Referring expression pointing data:

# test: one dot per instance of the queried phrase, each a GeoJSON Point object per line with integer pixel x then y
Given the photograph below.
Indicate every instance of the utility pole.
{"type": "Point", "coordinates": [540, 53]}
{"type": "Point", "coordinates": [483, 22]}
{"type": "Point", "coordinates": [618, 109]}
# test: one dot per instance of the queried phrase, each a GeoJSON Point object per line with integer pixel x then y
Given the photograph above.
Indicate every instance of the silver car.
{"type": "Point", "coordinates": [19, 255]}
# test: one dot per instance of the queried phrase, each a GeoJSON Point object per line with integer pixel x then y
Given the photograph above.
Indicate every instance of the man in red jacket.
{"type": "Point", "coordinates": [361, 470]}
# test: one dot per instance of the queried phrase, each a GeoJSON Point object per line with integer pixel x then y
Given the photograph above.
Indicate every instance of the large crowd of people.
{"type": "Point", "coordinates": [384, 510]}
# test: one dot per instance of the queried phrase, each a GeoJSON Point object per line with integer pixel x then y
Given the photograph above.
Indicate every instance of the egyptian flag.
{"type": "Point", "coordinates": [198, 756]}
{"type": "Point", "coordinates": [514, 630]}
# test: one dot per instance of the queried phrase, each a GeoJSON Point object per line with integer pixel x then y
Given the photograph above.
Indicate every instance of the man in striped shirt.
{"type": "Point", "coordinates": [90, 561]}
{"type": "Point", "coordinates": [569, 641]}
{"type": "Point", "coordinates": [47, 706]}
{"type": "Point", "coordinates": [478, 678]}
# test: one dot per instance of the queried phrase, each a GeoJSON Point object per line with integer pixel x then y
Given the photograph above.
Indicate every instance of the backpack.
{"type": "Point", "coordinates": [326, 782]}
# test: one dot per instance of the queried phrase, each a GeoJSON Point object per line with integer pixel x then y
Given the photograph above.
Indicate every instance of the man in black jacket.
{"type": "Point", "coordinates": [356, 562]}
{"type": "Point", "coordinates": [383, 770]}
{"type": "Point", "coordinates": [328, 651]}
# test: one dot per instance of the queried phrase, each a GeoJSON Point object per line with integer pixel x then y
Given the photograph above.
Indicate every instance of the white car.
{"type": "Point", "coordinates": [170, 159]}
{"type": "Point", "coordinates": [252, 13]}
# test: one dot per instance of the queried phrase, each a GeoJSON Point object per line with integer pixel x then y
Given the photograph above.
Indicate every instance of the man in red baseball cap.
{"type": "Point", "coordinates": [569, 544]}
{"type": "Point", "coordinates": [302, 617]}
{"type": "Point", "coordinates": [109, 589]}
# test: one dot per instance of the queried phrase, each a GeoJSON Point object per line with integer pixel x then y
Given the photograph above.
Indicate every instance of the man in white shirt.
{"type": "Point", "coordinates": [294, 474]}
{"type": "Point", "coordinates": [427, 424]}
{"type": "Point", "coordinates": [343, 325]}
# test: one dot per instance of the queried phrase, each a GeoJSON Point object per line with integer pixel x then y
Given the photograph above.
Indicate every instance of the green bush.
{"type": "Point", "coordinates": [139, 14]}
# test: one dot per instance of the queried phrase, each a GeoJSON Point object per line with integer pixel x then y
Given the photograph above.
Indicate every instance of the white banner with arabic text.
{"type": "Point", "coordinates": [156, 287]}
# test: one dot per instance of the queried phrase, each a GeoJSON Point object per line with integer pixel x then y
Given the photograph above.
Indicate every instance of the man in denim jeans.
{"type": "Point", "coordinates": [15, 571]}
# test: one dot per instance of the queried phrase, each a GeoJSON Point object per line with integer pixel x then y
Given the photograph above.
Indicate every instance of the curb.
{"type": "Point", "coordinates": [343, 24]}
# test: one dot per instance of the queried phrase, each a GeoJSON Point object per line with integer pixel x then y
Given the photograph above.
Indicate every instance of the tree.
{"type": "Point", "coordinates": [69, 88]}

EXERCISE BRIEF
Repeat each line of the data exactly, missing none.

ANSWER TO THE EXERCISE
# test: one dot per instance of the queried phrase, each a GeoJSON Point object per line with integer pixel x then y
Given the photograph below.
Indicate every instance of the utility pole.
{"type": "Point", "coordinates": [540, 53]}
{"type": "Point", "coordinates": [483, 22]}
{"type": "Point", "coordinates": [618, 109]}
# test: one dot per instance of the queried phrase, each a GeoJSON Point object per line with integer pixel x then y
Given the photograph above.
Indicate every instance of the silver car.
{"type": "Point", "coordinates": [19, 255]}
# test: one dot per instance of the queried phrase, each a GeoJSON Point object per line with integer pixel x then y
Given the photograph above.
Indicate every instance of the man in red jacket.
{"type": "Point", "coordinates": [361, 470]}
# test: one dot per instance of the queried phrase, each a GeoJSON Point object per line with integer pixel x then y
Given the photograph above.
Indicate every instance of the large crowd of people.
{"type": "Point", "coordinates": [384, 510]}
# test: one dot per instance of the queried phrase, each a GeoJSON Point object per line with integer pixel x then y
Given the photograph above.
Indicate every instance of the egyptian flag.
{"type": "Point", "coordinates": [198, 756]}
{"type": "Point", "coordinates": [514, 630]}
# test: one dot per instance of the queried phrase, each a GeoJSON Point object per line with integer pixel x then y
Given the photograph above.
Indicate every instance of the man in striped shirt.
{"type": "Point", "coordinates": [90, 561]}
{"type": "Point", "coordinates": [569, 641]}
{"type": "Point", "coordinates": [47, 706]}
{"type": "Point", "coordinates": [478, 678]}
# test: one dot per instance of the queried phrase, each a GeoJSON Point object per line with integer pixel x then y
Given the photograph above.
Indicate every instance of the backpack.
{"type": "Point", "coordinates": [326, 782]}
# test: one dot per instance of the queried phrase, each a GeoJSON Point object per line with integer pixel x then y
Given the photograph above.
Indicate every instance of the man in black jacket.
{"type": "Point", "coordinates": [356, 562]}
{"type": "Point", "coordinates": [383, 770]}
{"type": "Point", "coordinates": [328, 651]}
# test: one dot per instance of the queried phrase, each a GeoJSON Point object per line with integer pixel x then y
Given the photograph above.
Indicate every instance of the white car.
{"type": "Point", "coordinates": [170, 159]}
{"type": "Point", "coordinates": [252, 13]}
# test: one dot per instance of the queried phrase, each a GeoJSON Point object per line with integer pixel x then y
Given the photograph above.
Indicate every instance of the man in red baseball cap.
{"type": "Point", "coordinates": [569, 544]}
{"type": "Point", "coordinates": [302, 617]}
{"type": "Point", "coordinates": [109, 589]}
# test: one dot per instance of the queried phrase, each a GeoJSON Point object per line with integer pixel x then y
Given the photograph above.
Indicate every instance of the man in white shirt.
{"type": "Point", "coordinates": [294, 474]}
{"type": "Point", "coordinates": [427, 424]}
{"type": "Point", "coordinates": [343, 325]}
# test: one dot per instance of the queried phrase, each a GeoJSON Point object per line with integer pixel x then y
Given the photograph above.
Indicate every instance of the green bush.
{"type": "Point", "coordinates": [139, 14]}
# test: one dot per instance of the queried phrase, each a GeoJSON Point object per line with integer pixel x then y
Given the photograph above.
Indicate every instance of the white banner with arabic text.
{"type": "Point", "coordinates": [156, 287]}
# test: one dot per instance of the queried phrase, each a GeoJSON Point object per line with integer pixel x then y
Given the photograph above.
Indicate every instance of the man in denim jeans.
{"type": "Point", "coordinates": [15, 571]}
# test: one dot per instance of the queried phrase, each a GeoJSON Point object per line with integer pixel x then y
Given the photograph above.
Indicate every instance of the curb.
{"type": "Point", "coordinates": [343, 24]}
# test: one dot per instance of the queried phrase, each a GeoJSON Point object per line with integer pixel x then y
Given the photograph above.
Indicate every instance of the tree.
{"type": "Point", "coordinates": [69, 88]}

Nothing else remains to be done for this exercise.